EXERCISE PROMPT |
Write every record out again exactly as given.

::: RECORDS TO USE :::

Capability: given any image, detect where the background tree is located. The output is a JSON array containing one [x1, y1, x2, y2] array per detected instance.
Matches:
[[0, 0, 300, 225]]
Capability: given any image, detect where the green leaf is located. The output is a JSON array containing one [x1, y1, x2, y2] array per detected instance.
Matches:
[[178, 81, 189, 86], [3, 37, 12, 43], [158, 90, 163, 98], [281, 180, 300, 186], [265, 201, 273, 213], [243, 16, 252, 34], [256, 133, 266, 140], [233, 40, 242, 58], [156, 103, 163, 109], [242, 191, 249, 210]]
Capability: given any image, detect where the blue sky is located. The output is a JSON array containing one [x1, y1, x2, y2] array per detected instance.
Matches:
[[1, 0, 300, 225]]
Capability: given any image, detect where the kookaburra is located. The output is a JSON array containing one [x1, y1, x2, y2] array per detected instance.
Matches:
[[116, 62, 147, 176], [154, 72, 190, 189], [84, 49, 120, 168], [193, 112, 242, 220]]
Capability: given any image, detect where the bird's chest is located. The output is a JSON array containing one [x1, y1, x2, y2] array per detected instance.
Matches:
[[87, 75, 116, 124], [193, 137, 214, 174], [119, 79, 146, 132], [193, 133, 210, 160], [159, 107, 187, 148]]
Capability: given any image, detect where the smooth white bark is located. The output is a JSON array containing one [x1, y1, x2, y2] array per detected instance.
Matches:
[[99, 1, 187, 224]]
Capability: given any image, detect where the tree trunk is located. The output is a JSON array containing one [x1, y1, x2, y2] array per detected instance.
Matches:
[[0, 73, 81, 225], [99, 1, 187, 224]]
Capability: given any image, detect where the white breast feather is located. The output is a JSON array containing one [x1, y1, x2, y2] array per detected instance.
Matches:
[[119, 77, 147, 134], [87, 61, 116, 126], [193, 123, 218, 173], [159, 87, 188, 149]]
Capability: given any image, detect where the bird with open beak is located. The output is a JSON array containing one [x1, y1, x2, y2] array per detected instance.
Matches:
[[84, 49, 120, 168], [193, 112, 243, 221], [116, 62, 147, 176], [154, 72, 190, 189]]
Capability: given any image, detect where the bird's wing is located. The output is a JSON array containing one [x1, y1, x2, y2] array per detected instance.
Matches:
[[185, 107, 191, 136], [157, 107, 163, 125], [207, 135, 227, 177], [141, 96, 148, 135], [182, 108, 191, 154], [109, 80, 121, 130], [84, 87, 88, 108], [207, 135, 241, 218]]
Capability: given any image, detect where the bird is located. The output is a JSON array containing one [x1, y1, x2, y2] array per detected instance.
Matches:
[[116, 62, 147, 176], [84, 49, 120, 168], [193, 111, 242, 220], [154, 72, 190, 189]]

:::

TASK OUTPUT |
Capability: given any image, detect where the background tree is located. The output is a JSON array containing one [x1, y1, x2, y2] array per detected instance.
Matches:
[[0, 0, 300, 225]]
Capability: given any image, detect where the green leaf is located. The output is a JSON array containing one [x1, y1, x2, y2] array per detected instance.
Matches:
[[178, 81, 189, 86], [3, 37, 12, 43], [158, 90, 163, 98], [281, 180, 300, 186], [265, 201, 273, 213], [243, 16, 252, 34], [256, 133, 266, 140], [233, 40, 242, 58], [156, 103, 163, 109], [242, 191, 249, 210]]
Capability: given any image, detect where the blue sky is located. The output is a JSON array containing one [x1, y1, x2, y2] array per detected instance.
Matches:
[[1, 0, 300, 225]]
Capability: given any image, detect where the kookaburra is located. The output is a JSON array containing one [x1, y1, x2, y2] array per detected instance.
Matches:
[[116, 62, 147, 176], [154, 72, 190, 189], [84, 49, 120, 168], [193, 112, 242, 220]]
Capability: given any image, detect where the bird's chest is located. The output is a JSON array containing one [x1, y1, x2, y2] array per detected instance.
Matches:
[[87, 75, 116, 124], [193, 137, 214, 174], [119, 79, 146, 132], [193, 133, 210, 160], [159, 107, 187, 148]]
Capability: given any image, detect where the smooth white bark is located. The output is a JSON array containing one [x1, y1, x2, y2] array per detected instance.
Matches:
[[99, 1, 187, 224]]
Capability: given any image, detect where the tree trunk is located. The output is a JSON array containing one [x1, y1, x2, y2] array per detected instance.
Matches:
[[0, 73, 81, 225], [99, 1, 187, 224]]
Capability: given any image, detect where the white breast feather is located. The output is a JSON array containing one [x1, y1, x2, y2] array per detected instance.
Matches:
[[119, 77, 147, 134], [87, 61, 116, 126], [193, 123, 218, 173], [159, 87, 188, 149]]
Capability: given any image, detect where the bird with open beak is located. The output is a JSON array containing one [x1, y1, x2, y2] array per detected instance.
Matches:
[[84, 49, 120, 168], [193, 112, 243, 221], [116, 62, 147, 176], [154, 72, 190, 189]]
Capability: given any image, detect where the bird's wing is located. The output is a JSON array containing one [x1, y1, x2, y2] array per detected instance.
Matches:
[[185, 107, 191, 136], [157, 107, 163, 125], [207, 135, 227, 177], [141, 96, 148, 135], [182, 108, 191, 154], [109, 80, 121, 130], [84, 87, 88, 108], [207, 135, 241, 218]]
Capability: given any image, detect where the bird is located. The output is a JSON array containing one [x1, y1, x2, y2] array per detected instance.
Matches:
[[116, 62, 147, 176], [84, 49, 120, 168], [193, 111, 242, 220], [154, 72, 190, 189]]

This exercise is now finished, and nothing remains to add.